SOURCE TEXT:

In the Age of Viagra, masculinity is being downgraded everywhere. Even 60 Minutes is obsessed with strength cheating by Lance Armstrong and other cycling idols.
The Bogart-Eastwood days of strong, silent men are long gone, replaced by caricatures on the national stage, flexing fake muscles and abandoning all the responsibilities that used to be associated with responsible manhood.
A nation still composed more of families headed by breadwinners and Little League fathers than cases of arrested development watches survivor and “reality” shows featuring selfishness and low cunning as well as “news” about creatures with no sense of what’s involved in taking care of dependent people at home or in the public arena.
When moments of old-fashioned heroism, such as Seal Team Six’s takeout of Osama bin Laden, jolt us into awareness of reality, Disney is right there to trademark the name in order to convert it into toys, games and other distractions.
All this is happening against an almost complete takeover of the mental health profession by women, who comprise 90 percent of counselors now as compared to 70 in 1982.

EXERCISE INSTRUCTIONS: Resume the commentary on declining masculinity, picking up after its last sentence.

Saved records
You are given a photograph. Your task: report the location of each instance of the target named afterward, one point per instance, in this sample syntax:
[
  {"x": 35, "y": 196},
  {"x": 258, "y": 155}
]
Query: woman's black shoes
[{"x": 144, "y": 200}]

OUTPUT BELOW:
A study finds that a man’s willingness to seek therapy is directly related to how strongly he agreed with traditionally male assumptions, like “I can usually handle whatever comes my way” and that men undecided about treatment may be discouraged by the prospect of talking to a woman.
The coming election year will only inflate male bluster about leadership and strength in the effort to unseat a President more prone to professorial lecturing about national problems than playing dress-up to land on an airplane carrier bedecked with “Mission Accomplished” signs.
But then again, Bogie is long gone and Eastwood is a very senior citizen in an era of noisy blowhards and sexual sneaks.